▸ **Extract**:
▼
# Top favorite lists for 2007 films



## Confusticated (Mar 20, 2008)

Favorites Updated list:

There Will be Blood
3:10 to Yuma
Into The Wild
300
Sideways
Eastern Promises
Shoot Em Up
Planet Terror
Harry Potter and the Order of the Phoenix
Death at a Funeral
The Darjeeling Limited
I'm Not There
Eastern Promises
the Assassination of Jessee James
Hot Fuzz
American gangster

Yet to see:

[strike]American Gangster[/strike]
The Last King of Scotland
The Brave One
We Own the Night
Rescue Dawn
[strike]The Bucket List
Atonement[/strike]

Biggest let downs:

Shooter
Death Proof
Live Free or Die Hard


----------



## Mike (Mar 20, 2008)

Favourites:

Stardust
The Simpsons Movie
I am Legend

...and that's about it. Both Beowulf and 300 proved to be downers for me.


----------



## Persephone (Apr 18, 2008)

My favorite films for 2007 are:
Spiderman 3
The Transformers
The 300
Blades of Glory
Bridge to Terabithia
The Golden Compass
The Simpsons Movie
Stardust.
..In that order


----------



## Ithrynluin (Apr 22, 2008)

*Of the ones mentioned so far*:

Spiderman 3 - total snooze fest

Transformers - abysmal, can't quite wrap my mind around the fact it's loved and lauded by so many people.
▲
(Point labeling dataset excerpts)
▼
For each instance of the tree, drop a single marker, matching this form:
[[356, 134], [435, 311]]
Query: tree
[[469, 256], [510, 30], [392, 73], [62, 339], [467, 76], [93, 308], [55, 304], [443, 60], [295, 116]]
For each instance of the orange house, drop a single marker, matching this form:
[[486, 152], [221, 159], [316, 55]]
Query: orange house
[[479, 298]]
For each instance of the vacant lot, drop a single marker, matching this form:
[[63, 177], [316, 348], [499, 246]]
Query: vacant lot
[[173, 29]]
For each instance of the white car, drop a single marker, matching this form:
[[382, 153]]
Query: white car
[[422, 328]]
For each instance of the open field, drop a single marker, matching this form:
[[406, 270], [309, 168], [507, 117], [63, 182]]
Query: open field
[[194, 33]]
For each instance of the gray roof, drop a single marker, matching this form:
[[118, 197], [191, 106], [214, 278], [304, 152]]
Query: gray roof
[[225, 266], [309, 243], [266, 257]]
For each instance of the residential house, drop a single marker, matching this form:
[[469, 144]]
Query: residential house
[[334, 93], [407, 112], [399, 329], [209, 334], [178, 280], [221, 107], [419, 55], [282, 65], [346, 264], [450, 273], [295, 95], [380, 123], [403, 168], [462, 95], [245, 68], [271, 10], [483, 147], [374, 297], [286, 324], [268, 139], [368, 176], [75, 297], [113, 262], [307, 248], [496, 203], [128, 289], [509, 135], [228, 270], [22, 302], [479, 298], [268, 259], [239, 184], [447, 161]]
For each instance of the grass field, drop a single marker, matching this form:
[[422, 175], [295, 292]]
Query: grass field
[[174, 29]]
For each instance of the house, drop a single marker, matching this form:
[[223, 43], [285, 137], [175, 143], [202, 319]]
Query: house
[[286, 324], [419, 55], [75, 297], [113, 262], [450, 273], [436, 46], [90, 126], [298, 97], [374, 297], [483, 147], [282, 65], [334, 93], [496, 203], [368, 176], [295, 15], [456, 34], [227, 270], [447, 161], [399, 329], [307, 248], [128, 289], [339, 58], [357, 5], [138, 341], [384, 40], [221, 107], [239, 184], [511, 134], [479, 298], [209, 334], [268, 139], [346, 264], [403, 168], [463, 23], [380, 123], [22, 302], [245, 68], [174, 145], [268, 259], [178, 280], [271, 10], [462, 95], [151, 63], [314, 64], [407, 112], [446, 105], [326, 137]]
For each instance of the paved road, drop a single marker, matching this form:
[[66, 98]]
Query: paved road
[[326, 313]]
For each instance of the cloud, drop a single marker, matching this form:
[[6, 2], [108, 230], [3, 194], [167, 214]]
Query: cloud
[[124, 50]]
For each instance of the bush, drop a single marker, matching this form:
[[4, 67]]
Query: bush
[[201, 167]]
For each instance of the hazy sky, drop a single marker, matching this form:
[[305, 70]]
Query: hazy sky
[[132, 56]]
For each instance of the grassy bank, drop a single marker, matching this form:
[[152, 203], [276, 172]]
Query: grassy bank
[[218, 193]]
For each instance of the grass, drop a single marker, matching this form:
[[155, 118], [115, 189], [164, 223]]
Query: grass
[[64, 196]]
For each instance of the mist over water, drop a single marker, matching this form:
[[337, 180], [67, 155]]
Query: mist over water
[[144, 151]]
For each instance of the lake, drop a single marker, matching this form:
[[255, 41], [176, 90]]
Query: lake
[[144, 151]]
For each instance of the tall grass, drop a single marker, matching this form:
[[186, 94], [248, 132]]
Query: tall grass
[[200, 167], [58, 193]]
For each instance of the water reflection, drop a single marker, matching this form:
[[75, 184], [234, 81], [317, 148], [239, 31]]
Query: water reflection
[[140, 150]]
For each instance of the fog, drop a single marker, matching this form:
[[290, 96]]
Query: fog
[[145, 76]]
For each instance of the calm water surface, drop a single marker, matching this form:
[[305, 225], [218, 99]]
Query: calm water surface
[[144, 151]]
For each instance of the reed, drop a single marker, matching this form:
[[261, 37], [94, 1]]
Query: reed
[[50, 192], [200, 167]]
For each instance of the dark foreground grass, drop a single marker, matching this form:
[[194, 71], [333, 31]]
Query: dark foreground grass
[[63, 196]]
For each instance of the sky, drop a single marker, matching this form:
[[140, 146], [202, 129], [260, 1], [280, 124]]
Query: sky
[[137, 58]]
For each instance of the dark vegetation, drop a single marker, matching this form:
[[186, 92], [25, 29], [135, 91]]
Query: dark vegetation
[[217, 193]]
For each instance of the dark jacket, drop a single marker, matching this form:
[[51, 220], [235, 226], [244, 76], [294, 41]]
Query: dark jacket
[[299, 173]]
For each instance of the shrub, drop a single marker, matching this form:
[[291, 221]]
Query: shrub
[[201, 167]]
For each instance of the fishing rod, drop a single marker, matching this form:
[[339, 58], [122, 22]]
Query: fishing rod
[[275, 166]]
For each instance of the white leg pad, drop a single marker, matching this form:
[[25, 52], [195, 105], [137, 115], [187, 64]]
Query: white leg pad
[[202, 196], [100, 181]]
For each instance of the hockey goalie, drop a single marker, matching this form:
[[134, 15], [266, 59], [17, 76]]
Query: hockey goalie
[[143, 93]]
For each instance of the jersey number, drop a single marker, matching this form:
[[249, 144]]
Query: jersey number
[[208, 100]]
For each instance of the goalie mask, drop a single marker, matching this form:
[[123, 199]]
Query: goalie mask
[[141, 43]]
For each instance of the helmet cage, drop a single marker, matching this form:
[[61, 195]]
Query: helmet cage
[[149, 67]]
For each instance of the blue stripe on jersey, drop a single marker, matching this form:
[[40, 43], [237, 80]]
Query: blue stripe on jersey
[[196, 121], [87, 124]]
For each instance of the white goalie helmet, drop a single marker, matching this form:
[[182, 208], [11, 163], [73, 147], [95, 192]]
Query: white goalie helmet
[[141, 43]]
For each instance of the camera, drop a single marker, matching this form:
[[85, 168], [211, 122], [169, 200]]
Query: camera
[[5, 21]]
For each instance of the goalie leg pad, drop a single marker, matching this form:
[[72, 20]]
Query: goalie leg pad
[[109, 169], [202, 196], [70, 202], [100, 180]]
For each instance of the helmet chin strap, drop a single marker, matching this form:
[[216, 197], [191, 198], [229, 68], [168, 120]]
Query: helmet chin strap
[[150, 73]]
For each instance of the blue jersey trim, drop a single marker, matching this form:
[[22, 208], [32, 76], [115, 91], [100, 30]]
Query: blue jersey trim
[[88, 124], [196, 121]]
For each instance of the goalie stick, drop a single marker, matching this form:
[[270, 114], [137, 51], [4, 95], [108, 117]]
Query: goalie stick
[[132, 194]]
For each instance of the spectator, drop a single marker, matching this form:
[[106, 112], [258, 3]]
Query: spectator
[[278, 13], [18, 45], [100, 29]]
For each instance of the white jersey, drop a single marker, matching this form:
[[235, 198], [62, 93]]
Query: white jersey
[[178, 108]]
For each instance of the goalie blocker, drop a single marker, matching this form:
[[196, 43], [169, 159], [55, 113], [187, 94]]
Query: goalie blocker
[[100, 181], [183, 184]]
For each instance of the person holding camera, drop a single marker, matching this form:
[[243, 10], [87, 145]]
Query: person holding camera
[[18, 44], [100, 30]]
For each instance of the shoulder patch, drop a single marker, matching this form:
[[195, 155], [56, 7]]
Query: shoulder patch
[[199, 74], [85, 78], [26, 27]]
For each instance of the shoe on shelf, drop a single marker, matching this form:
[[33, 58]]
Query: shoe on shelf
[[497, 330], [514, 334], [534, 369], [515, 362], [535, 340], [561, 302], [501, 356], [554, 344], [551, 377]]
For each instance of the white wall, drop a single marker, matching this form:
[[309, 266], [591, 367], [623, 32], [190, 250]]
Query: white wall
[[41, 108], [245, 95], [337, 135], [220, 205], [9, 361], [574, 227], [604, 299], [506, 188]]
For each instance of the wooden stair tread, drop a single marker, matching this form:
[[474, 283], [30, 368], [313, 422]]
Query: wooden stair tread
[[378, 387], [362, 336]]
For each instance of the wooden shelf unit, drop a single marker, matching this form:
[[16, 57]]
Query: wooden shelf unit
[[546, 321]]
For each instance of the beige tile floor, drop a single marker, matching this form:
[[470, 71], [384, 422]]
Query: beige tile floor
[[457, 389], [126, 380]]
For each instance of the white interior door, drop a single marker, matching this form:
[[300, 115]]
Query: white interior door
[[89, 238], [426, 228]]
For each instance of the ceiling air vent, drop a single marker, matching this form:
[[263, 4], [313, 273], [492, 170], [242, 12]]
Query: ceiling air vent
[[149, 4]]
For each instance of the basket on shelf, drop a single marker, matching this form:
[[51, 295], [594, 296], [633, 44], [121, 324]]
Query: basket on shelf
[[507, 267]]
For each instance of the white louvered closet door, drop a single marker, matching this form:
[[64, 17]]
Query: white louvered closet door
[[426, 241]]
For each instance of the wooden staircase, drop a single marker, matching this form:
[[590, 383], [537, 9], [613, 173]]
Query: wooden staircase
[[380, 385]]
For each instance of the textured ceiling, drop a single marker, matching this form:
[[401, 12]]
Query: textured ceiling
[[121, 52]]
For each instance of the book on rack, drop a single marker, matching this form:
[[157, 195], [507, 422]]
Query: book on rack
▲
▸ **What this exercise asks**:
A – In the 2007 films thread, which films does Confusticated name as the biggest let downs?
B – Shorten the paragraph in the 2007 films thread that begins "...and that's about it."
C – Go on with the 2007 films thread from its last line.

▸ **Responses**:
A – Shooter, Death Proof and Live Free or Die Hard.

B – That's all; Beowulf and 300 were both disappointments.

C –
Blades of Glory - okay...ish.

The Golden Compass - satisfactory.

*Good*:

A film that leaves a lasting impression is Jack Ketchum's The Girl Next Door. Highly recommended, but it's difficult to stomach, mind you.

[REC] - great Spanish horror flick. I hear they're making an American remake. 

Halloween - By far the scariest and most disturbing movie of the series.

Vacancy - enjoyed this one.

Zeitgeist: The Movie - A kind of documentary dealing with three separate (but not quite so) stories: Christianity, 9/11 and the Federal Reserve. Found that last bit the most shocking, disquieting if it's all true...Recommended.


*Mediocre*:

28 Weeks Later - Pretty bland sequel to an excellent horror movie.

Tooth & Nail - Average.

*Bad*: 

Knocked Up - What a load of tripe, again I fail to see what has captivated so many people to give it such high marks. I didn't find it in the least bit funny and the main actor guy drives me up the wall. 

Wind Chill - Boring and uninspired.


----------



## Confusticated (Apr 22, 2008)

Halloween huh? I'm not a fan of Rob Zombie's films - too graphically horrible and up close. My boyfriend loves him, but still hasn't finished Halloween. Sometimes I like a horror that leaves the worst unseen, left to be imagined. _Dead End_ is one of the best examples of this off the top of my head. The way you don't get to see the dead victims, only the reaction of the living to the sight of the dead. In fact the original Halloween and its first sequel are some of my favorite scaries.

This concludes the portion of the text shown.